YOUR TASKS:
**A.** Answer these from the Annapurna text:
(i) On what date was the summit first reached?
(ii) How many copies of Herzog's book have been sold to date?
(iii) How long is the Annapurna Circuit trail?
**B.** Extend the Annapurna text beyond its final line with the next part.

SOURCE DOCUMENT:
---+---
That said, the causes of over 10 deaths in the mountain are recorded as “unknown”. Many of these cases involve people who tried to climb the mountain and got lost. To date, some bodies have never been recovered.
Interesting Facts About Annapurna Mountain
Here are some interesting facts about Annapurna mountain:
- Annapurna ranks at number 10 among the highest mountains around the world. Amongst its major peaks is Annapurna I at over 23,545 ft and Annapurna II at 26,040 ft.
- The first successful attempt to reach the summit was achieved on June 3, 1950, by French mountaineers Maurice Herzog and Louis Lachenal.
- The best selling mountain climbing book of all time, known as Annapurna was written by Maurice Herzog after he conquered the mountain. To date, over 11 million copies have been sold.
- The mountain is home to the Annapurna Circuit, one of Nepal’s popular high-altitude hikes. The trail runs around the mountain and is over 140 miles long. It takes about 14 to 20 days to complete the trek.
---+---
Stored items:

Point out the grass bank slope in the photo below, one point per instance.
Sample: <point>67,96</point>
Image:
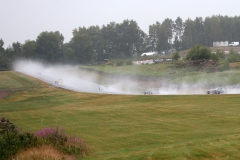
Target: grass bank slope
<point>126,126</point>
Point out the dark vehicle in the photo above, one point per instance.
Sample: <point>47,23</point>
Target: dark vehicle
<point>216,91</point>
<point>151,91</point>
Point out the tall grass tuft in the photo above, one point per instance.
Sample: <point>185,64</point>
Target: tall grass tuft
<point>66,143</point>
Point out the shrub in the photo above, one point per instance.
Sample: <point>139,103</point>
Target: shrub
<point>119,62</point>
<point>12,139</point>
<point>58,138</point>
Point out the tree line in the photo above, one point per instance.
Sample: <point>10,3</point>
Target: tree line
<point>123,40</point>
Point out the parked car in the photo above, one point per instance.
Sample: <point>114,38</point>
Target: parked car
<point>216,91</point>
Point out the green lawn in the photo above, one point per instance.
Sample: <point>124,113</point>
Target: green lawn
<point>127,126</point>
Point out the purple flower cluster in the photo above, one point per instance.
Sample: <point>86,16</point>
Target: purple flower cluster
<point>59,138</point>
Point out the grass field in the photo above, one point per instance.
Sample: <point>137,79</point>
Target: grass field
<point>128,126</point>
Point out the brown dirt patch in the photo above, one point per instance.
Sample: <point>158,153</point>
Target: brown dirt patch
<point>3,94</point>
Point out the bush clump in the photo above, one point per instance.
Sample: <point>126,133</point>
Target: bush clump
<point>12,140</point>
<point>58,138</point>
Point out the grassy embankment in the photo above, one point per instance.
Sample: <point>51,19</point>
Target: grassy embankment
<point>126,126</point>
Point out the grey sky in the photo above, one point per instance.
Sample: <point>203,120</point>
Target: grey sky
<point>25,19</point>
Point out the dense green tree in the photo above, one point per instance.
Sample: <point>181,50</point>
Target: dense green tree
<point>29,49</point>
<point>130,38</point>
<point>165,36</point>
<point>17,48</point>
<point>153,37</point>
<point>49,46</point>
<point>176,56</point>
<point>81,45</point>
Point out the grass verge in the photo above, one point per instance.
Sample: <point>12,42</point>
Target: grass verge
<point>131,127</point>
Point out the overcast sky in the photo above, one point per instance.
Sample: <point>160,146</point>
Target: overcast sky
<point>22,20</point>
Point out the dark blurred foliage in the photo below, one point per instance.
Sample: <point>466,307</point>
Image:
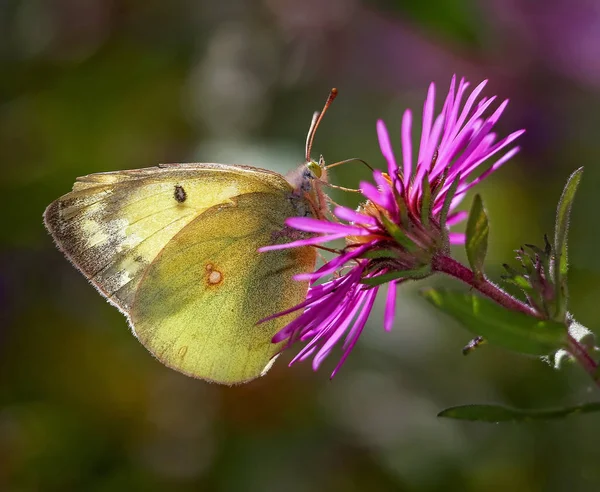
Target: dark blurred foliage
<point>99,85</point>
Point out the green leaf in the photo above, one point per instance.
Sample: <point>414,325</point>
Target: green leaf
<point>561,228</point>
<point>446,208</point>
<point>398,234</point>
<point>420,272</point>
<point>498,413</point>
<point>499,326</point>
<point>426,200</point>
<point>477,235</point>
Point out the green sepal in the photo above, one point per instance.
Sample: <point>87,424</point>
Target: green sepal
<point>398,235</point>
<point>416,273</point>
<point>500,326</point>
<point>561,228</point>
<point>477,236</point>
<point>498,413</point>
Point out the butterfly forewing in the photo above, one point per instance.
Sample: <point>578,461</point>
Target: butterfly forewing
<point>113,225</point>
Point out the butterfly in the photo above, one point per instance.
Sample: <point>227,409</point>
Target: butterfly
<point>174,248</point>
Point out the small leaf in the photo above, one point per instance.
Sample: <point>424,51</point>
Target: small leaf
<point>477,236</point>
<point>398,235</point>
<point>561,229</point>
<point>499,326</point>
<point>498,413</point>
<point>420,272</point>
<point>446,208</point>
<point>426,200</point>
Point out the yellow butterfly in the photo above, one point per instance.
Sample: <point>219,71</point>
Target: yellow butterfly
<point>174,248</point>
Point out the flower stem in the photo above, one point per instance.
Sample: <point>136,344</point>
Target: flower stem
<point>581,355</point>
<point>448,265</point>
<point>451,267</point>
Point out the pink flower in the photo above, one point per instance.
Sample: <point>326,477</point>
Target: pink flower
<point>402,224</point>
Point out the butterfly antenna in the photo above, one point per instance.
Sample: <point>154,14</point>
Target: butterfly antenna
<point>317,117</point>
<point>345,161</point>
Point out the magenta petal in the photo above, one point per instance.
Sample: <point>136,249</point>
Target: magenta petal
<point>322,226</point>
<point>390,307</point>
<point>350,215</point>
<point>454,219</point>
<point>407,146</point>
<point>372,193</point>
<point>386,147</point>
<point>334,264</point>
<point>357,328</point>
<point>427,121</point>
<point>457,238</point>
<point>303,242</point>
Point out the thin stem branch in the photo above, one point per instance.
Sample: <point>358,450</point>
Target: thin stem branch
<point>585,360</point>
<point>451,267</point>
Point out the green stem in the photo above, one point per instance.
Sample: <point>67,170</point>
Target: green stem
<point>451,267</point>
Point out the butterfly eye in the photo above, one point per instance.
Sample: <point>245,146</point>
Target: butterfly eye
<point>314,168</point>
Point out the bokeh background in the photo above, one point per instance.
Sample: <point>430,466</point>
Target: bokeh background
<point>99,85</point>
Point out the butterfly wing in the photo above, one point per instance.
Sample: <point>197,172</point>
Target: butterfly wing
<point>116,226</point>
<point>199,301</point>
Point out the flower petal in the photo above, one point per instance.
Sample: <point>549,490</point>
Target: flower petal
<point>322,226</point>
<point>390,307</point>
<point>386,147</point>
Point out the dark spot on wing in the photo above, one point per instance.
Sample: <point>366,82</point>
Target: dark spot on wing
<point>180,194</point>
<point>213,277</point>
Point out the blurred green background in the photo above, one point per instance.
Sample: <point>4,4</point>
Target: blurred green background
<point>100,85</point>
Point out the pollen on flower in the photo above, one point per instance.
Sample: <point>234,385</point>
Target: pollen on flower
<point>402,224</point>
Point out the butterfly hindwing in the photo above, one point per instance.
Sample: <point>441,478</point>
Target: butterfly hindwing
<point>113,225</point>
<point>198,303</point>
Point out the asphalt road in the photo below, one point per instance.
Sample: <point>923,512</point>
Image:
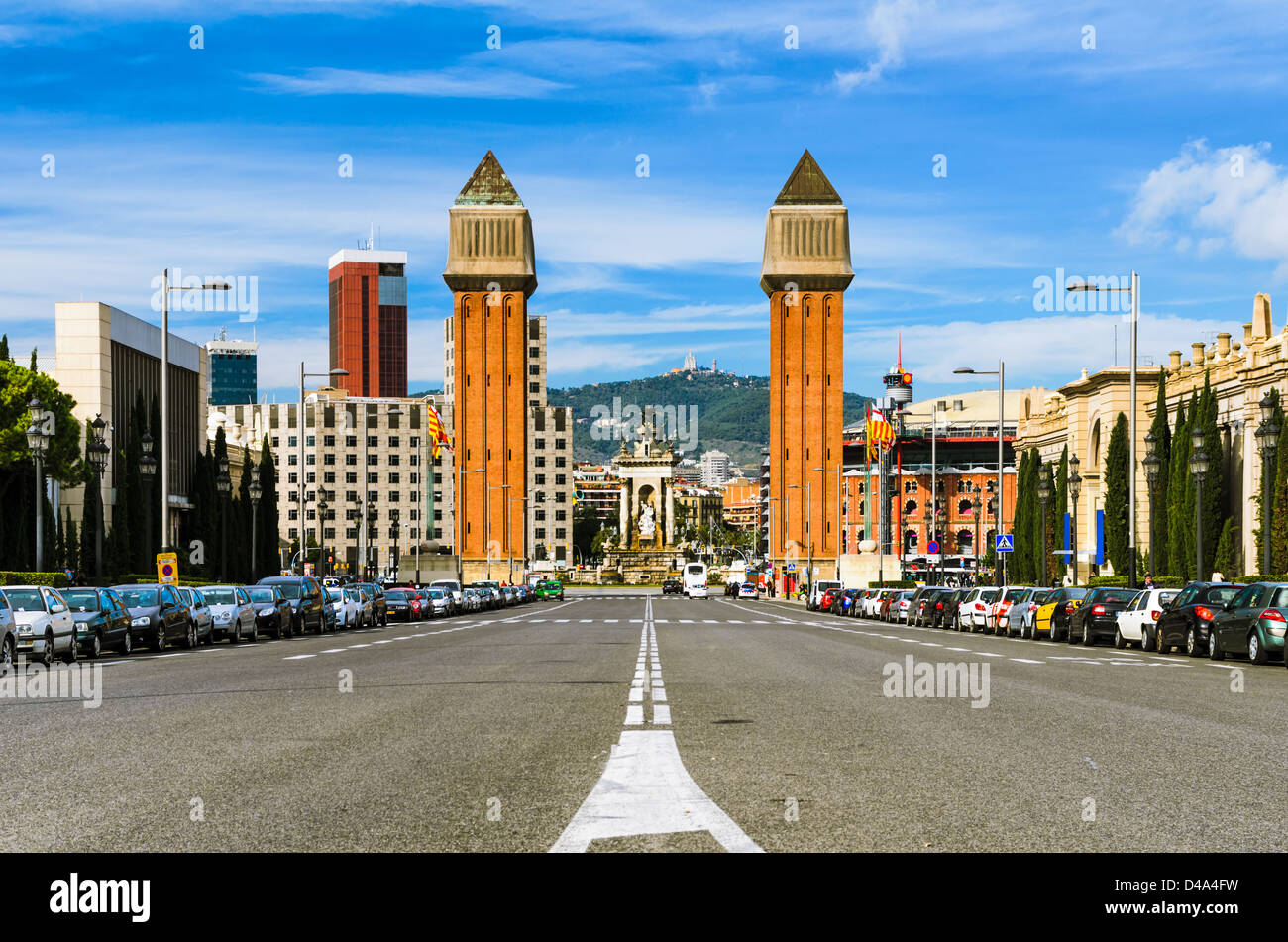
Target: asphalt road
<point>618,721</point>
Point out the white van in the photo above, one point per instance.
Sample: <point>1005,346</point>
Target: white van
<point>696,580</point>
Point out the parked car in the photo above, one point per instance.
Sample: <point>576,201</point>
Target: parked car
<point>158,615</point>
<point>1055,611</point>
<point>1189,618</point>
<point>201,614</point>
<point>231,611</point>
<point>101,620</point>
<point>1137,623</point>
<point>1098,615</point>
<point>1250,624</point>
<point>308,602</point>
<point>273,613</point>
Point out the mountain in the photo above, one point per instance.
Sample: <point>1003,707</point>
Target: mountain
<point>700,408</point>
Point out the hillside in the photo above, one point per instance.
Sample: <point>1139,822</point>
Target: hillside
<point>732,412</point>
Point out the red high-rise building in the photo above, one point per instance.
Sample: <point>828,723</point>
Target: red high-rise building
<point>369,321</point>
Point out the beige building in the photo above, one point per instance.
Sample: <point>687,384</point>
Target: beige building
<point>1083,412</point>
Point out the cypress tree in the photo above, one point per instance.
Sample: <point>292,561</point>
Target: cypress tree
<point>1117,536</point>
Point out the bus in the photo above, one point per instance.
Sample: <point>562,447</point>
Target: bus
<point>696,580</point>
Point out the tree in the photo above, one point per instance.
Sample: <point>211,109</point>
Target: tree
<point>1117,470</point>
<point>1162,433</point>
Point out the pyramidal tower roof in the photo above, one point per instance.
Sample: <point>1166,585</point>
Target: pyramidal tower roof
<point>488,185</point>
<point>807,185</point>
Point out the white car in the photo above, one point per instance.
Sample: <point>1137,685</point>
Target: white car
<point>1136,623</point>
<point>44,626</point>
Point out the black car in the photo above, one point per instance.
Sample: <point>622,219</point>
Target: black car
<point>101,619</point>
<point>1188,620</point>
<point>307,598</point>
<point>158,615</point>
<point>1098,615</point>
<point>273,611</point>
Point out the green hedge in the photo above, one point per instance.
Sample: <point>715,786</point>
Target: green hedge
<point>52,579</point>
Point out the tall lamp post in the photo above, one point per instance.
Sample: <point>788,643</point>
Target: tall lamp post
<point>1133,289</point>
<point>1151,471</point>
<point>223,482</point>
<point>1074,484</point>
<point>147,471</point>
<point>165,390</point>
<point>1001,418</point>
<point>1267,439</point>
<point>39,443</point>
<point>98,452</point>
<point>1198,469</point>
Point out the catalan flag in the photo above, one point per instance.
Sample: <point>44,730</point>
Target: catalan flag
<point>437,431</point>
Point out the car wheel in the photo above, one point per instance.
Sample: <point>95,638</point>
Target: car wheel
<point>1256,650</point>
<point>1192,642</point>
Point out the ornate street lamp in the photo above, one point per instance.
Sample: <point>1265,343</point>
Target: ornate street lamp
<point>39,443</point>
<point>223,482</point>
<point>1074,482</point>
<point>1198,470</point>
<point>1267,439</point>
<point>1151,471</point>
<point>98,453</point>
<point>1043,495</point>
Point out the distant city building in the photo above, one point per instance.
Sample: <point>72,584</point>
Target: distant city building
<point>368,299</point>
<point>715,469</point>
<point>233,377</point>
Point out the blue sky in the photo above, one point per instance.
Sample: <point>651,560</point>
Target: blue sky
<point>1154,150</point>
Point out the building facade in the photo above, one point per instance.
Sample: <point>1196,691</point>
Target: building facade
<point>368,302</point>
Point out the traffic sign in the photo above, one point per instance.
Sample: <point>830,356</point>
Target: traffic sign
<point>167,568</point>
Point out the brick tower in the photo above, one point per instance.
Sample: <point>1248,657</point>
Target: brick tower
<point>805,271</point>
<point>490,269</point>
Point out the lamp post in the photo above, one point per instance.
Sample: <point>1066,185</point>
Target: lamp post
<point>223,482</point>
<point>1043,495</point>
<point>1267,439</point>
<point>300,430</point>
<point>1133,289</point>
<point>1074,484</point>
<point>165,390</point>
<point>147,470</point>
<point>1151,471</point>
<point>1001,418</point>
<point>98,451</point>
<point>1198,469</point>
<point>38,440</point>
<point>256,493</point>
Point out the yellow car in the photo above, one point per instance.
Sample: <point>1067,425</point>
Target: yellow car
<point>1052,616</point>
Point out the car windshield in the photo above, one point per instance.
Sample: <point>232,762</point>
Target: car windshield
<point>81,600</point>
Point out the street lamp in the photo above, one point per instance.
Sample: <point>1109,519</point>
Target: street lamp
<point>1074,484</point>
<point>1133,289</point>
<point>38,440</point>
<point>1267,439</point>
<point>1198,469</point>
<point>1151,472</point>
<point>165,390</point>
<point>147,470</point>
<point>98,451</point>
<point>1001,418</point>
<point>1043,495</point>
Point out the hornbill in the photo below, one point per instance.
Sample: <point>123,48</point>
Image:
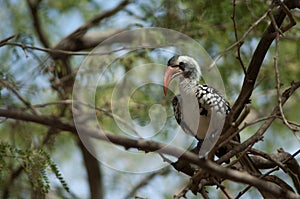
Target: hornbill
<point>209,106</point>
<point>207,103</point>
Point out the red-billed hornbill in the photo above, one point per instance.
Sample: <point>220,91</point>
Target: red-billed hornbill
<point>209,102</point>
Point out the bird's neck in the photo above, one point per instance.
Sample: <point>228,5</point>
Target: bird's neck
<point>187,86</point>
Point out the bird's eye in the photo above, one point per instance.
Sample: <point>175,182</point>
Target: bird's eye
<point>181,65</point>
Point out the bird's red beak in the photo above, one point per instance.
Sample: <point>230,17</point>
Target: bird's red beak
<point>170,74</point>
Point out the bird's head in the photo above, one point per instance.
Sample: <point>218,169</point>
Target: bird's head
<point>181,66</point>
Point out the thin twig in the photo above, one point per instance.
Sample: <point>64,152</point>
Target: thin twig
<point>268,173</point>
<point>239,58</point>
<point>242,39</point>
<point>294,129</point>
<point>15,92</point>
---+---
ANSWERS TO EACH TASK:
**A.**
(i) June 3, 1950
(ii) Over 11 million
(iii) Over 140 miles

**B.**
- Just like Everest, the top part of the mountain is made of limestone – the kind of stone found on the ocean floor. As such, it’s believed that Annapurna was pushed up from the ocean when the continents were forming. Interesting!
- Annapurna region is home to rare animals such as the red panda, snow leopards, and blue sheep.
- Thomas Humar, a Slovenian mountaineer, was the first to climb Annapurna solo. He made it to the summit and back in October 2007.
Annapurna’s is among the deadliest mountains to climb in the world. Out of the people that have dared to climb the mountain, 31% have not returned. In fact, bodies were not even discovered. Are you a “skilled” climber willing to dare? You have all the information at your fingertips to make an informed decision.